Requirement: Without the pictures, write out every entry that follows exactly.

Collected data:
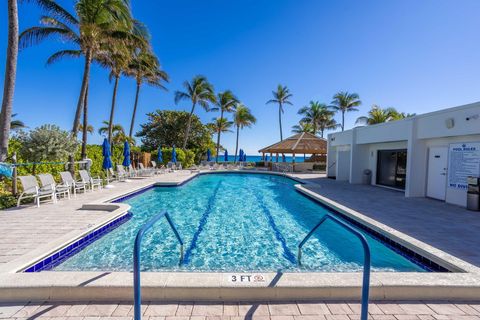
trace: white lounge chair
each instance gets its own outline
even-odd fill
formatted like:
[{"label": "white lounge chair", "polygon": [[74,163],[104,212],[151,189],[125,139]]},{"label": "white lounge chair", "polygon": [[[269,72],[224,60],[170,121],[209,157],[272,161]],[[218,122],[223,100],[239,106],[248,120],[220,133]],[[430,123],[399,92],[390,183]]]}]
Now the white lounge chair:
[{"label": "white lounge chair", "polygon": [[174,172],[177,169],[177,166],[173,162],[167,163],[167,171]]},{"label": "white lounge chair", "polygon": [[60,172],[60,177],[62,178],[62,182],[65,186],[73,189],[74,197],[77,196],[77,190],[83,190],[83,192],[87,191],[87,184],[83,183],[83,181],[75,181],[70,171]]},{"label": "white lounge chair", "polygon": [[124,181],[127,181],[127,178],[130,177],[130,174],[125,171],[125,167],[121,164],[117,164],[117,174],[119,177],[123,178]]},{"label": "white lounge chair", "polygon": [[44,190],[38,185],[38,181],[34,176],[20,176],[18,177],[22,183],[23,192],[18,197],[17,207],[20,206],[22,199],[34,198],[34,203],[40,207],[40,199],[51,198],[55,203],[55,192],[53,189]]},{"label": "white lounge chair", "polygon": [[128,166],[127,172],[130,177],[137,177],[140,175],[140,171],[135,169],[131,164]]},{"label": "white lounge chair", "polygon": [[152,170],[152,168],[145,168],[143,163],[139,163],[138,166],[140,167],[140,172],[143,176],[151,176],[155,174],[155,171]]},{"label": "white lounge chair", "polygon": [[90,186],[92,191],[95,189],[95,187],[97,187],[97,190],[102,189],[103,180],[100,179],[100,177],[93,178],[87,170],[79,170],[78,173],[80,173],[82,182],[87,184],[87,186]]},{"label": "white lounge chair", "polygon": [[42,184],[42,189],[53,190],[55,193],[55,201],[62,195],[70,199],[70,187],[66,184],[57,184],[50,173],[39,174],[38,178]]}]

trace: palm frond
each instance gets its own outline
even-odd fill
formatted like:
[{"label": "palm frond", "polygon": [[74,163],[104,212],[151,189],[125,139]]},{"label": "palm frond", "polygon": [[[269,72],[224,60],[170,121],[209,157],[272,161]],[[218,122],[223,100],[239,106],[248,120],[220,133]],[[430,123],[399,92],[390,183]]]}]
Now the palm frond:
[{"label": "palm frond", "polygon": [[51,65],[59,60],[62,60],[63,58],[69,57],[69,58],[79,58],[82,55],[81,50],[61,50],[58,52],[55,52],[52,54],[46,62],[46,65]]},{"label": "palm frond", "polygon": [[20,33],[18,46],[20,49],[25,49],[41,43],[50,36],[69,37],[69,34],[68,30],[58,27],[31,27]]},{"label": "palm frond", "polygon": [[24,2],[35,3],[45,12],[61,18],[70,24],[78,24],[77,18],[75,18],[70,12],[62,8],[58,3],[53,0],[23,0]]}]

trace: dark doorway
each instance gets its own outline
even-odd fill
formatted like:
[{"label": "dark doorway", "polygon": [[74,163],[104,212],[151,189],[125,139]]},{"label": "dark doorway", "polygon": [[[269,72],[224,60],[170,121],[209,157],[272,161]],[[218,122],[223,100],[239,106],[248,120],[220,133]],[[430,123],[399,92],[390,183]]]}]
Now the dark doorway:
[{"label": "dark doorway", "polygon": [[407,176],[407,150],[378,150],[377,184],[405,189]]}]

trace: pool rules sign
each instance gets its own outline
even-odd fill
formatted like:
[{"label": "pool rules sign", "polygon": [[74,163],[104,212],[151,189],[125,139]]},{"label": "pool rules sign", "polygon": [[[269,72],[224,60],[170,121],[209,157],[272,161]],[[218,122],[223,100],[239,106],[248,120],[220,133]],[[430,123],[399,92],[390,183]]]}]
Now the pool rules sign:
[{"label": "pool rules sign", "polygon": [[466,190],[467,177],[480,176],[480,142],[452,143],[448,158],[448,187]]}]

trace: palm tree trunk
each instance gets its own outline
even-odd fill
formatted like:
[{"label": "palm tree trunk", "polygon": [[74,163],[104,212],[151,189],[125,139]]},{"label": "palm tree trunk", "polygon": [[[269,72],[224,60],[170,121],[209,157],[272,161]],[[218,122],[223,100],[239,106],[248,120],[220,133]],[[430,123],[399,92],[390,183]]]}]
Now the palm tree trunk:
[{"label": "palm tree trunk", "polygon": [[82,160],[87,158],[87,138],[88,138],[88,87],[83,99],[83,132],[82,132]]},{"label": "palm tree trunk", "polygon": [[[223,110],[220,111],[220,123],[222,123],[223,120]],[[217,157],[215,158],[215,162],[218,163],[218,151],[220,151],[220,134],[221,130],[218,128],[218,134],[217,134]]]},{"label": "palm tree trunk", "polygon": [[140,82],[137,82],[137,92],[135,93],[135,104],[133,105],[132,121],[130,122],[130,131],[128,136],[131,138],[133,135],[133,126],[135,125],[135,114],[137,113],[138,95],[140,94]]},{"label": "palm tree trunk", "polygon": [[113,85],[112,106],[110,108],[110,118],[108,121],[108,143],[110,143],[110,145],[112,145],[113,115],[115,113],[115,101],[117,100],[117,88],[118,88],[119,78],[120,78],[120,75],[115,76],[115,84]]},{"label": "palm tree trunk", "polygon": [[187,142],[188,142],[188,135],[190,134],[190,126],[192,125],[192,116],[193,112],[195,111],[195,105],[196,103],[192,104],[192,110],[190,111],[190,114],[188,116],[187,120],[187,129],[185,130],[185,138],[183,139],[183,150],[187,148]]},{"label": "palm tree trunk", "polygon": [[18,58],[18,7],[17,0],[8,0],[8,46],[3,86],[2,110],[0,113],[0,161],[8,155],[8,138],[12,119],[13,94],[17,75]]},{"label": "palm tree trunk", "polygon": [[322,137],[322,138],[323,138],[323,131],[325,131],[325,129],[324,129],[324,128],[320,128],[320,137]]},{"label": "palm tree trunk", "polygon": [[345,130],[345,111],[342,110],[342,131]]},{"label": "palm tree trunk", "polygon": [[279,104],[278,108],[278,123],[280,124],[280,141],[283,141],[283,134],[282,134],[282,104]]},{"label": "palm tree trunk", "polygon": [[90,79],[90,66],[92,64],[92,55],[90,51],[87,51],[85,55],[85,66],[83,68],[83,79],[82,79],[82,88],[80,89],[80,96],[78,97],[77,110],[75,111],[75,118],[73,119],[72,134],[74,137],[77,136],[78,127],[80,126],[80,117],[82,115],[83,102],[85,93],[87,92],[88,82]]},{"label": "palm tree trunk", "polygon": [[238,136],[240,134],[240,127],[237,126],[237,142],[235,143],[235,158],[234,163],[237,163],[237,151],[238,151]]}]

Exercise response:
trace: white lounge chair
each instance gets its own outline
even-odd fill
formatted like:
[{"label": "white lounge chair", "polygon": [[74,163],[104,212],[151,189],[125,139]]},{"label": "white lounge chair", "polygon": [[[269,72],[224,60],[170,121],[209,157],[272,161]],[[218,122],[223,100],[239,106],[248,120],[220,133]],[[430,123],[399,92],[390,183]]]}]
Now the white lounge chair:
[{"label": "white lounge chair", "polygon": [[174,172],[177,169],[177,166],[173,162],[167,163],[167,171]]},{"label": "white lounge chair", "polygon": [[60,172],[60,177],[62,178],[62,182],[65,186],[73,189],[74,197],[77,196],[77,190],[83,190],[83,192],[87,191],[87,184],[83,183],[83,181],[75,181],[70,171]]},{"label": "white lounge chair", "polygon": [[124,181],[127,181],[127,178],[130,177],[130,174],[125,171],[125,167],[121,164],[117,164],[117,174],[119,177],[123,178]]},{"label": "white lounge chair", "polygon": [[44,190],[38,185],[38,181],[34,176],[20,176],[18,177],[22,183],[23,192],[18,197],[17,207],[20,206],[22,199],[34,198],[34,203],[40,207],[40,199],[51,198],[55,203],[55,192],[53,189]]},{"label": "white lounge chair", "polygon": [[128,166],[127,172],[130,177],[137,177],[140,175],[140,171],[135,169],[131,164]]},{"label": "white lounge chair", "polygon": [[152,170],[152,168],[145,168],[143,163],[139,163],[138,166],[140,167],[140,172],[143,176],[151,176],[155,174],[155,171]]},{"label": "white lounge chair", "polygon": [[90,186],[92,191],[95,189],[95,187],[97,187],[97,190],[102,189],[103,180],[100,179],[100,177],[93,178],[87,170],[79,170],[78,173],[80,173],[82,182],[87,184],[87,186]]},{"label": "white lounge chair", "polygon": [[42,184],[42,189],[53,190],[55,193],[55,201],[62,195],[70,199],[70,187],[66,184],[57,184],[50,173],[39,174],[38,178]]}]

trace: palm frond
each instance gets its own outline
even-odd fill
formatted like:
[{"label": "palm frond", "polygon": [[74,163],[104,212],[151,189],[125,139]]},{"label": "palm frond", "polygon": [[[269,72],[224,60],[170,121],[209,157],[272,161]],[[218,122],[223,100],[239,106],[248,120],[220,133]],[[430,123],[399,92],[390,183]]]}]
Now the palm frond:
[{"label": "palm frond", "polygon": [[51,65],[59,60],[62,60],[63,58],[69,57],[69,58],[79,58],[82,55],[81,50],[61,50],[58,52],[55,52],[52,54],[46,62],[46,65]]},{"label": "palm frond", "polygon": [[20,33],[18,46],[20,49],[25,49],[41,43],[50,36],[69,37],[69,34],[68,30],[58,27],[31,27]]},{"label": "palm frond", "polygon": [[24,2],[35,3],[45,12],[61,18],[70,24],[78,24],[77,18],[75,18],[70,12],[62,8],[58,3],[53,0],[23,0]]}]

trace: dark doorway
each instance gets its own outline
even-odd fill
formatted like:
[{"label": "dark doorway", "polygon": [[74,163],[104,212],[151,189],[125,139]]},{"label": "dark doorway", "polygon": [[[269,72],[224,60],[170,121],[209,157],[272,161]],[[218,122],[223,100],[239,106],[248,120],[220,133]],[[430,123],[399,92],[390,183]]]}]
Now the dark doorway:
[{"label": "dark doorway", "polygon": [[407,176],[407,150],[378,150],[377,184],[405,189]]}]

trace: pool rules sign
each instance gets its own outline
even-odd fill
formatted like:
[{"label": "pool rules sign", "polygon": [[74,163],[104,212],[151,189],[125,139]]},{"label": "pool rules sign", "polygon": [[[269,72],[224,60],[170,121],[209,157],[272,161]],[[218,122],[223,100],[239,106],[248,120],[220,133]],[[430,123],[399,92],[390,183]]]}]
Now the pool rules sign:
[{"label": "pool rules sign", "polygon": [[466,190],[467,177],[480,176],[480,142],[452,143],[448,158],[448,187]]}]

trace: palm tree trunk
each instance gets its own outline
even-odd fill
formatted like:
[{"label": "palm tree trunk", "polygon": [[74,163],[104,212],[151,189],[125,139]]},{"label": "palm tree trunk", "polygon": [[[269,72],[224,60],[170,121],[209,157],[272,161]],[[218,122],[223,100],[239,106],[248,120],[220,133]],[[430,123],[399,92],[390,183]]]}]
Now the palm tree trunk:
[{"label": "palm tree trunk", "polygon": [[82,160],[87,158],[87,138],[88,138],[88,87],[83,99],[83,132],[82,132]]},{"label": "palm tree trunk", "polygon": [[[223,110],[220,111],[220,123],[222,123],[223,120]],[[217,157],[215,158],[215,162],[218,163],[218,151],[220,151],[220,134],[221,130],[218,128],[218,134],[217,134]]]},{"label": "palm tree trunk", "polygon": [[140,82],[137,82],[137,92],[135,93],[135,104],[133,105],[132,121],[130,122],[130,131],[128,136],[131,138],[133,135],[133,126],[135,125],[135,114],[137,113],[138,95],[140,94]]},{"label": "palm tree trunk", "polygon": [[113,85],[112,106],[110,108],[110,118],[108,121],[108,143],[110,143],[110,145],[112,145],[113,115],[115,113],[115,101],[117,100],[117,88],[118,88],[119,78],[120,78],[120,75],[115,76],[115,84]]},{"label": "palm tree trunk", "polygon": [[187,142],[188,142],[188,135],[190,134],[190,126],[192,125],[192,116],[193,112],[195,111],[195,105],[196,103],[192,104],[192,110],[190,111],[190,114],[188,116],[187,120],[187,129],[185,130],[185,138],[183,139],[183,150],[187,148]]},{"label": "palm tree trunk", "polygon": [[18,58],[18,7],[17,0],[8,0],[8,46],[3,86],[2,110],[0,113],[0,161],[8,155],[8,138],[12,119],[13,94],[17,75]]},{"label": "palm tree trunk", "polygon": [[322,137],[322,138],[323,138],[323,131],[325,131],[325,129],[324,129],[324,128],[320,128],[320,137]]},{"label": "palm tree trunk", "polygon": [[345,130],[345,111],[342,110],[342,131]]},{"label": "palm tree trunk", "polygon": [[279,104],[278,108],[278,123],[280,124],[280,141],[283,141],[283,134],[282,134],[282,104]]},{"label": "palm tree trunk", "polygon": [[90,79],[90,66],[92,64],[92,55],[90,51],[87,51],[85,55],[85,66],[83,68],[83,79],[82,79],[82,88],[80,89],[80,96],[78,97],[77,110],[75,111],[75,118],[73,119],[72,134],[74,137],[77,136],[78,127],[80,126],[80,117],[82,115],[83,102],[85,93],[87,92],[88,82]]},{"label": "palm tree trunk", "polygon": [[238,136],[240,134],[240,127],[237,126],[237,142],[235,143],[235,158],[234,163],[237,163],[237,151],[238,151]]}]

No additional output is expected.